----- DATASET EXCERPTS -----
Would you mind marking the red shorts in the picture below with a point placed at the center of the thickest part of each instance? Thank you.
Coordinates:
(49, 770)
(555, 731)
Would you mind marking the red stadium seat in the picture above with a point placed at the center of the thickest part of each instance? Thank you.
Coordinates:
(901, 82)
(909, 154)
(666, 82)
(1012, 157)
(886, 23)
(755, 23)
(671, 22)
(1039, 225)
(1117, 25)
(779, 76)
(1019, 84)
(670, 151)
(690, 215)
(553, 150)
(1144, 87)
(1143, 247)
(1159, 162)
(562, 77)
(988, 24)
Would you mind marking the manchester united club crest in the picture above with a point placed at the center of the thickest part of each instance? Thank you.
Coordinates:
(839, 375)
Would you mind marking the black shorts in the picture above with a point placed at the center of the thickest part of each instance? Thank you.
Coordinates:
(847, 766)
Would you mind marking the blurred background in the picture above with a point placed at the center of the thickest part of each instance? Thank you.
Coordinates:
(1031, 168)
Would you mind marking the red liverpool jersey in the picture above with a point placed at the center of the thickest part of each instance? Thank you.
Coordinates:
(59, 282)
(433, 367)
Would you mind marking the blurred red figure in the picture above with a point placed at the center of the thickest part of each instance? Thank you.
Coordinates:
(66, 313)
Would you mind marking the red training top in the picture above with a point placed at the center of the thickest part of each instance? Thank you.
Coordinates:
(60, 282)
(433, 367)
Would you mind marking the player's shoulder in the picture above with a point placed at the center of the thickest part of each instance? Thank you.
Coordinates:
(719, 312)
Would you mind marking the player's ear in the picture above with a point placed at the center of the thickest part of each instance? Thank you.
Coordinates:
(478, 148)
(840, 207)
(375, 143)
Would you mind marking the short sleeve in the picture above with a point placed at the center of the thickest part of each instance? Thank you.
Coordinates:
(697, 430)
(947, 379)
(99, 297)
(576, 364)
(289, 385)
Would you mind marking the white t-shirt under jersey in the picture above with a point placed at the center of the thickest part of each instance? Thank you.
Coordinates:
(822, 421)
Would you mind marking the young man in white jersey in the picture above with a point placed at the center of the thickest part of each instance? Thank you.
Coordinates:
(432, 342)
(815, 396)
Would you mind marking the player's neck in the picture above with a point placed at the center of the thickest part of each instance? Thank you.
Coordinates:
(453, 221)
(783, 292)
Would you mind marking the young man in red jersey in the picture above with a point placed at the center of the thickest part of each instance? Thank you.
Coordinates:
-----
WRITTEN PROBLEM: Please turn everything from the line with "Would you mind marking the player's neck" to the last line of the entries into a numbered list, one item per line, with blank lines left out.

SOLUTION FOR THIS EXERCISE:
1. Would you mind marking the player's neck in the picture above with a point placed at the center of the thickest part of each instance? Thank you.
2. Coordinates:
3. (453, 221)
4. (783, 292)
5. Would you mind marking the young man in red jersey in the picture above with a point placed at the center of the thickest part of each instance? Thank you.
6. Coordinates:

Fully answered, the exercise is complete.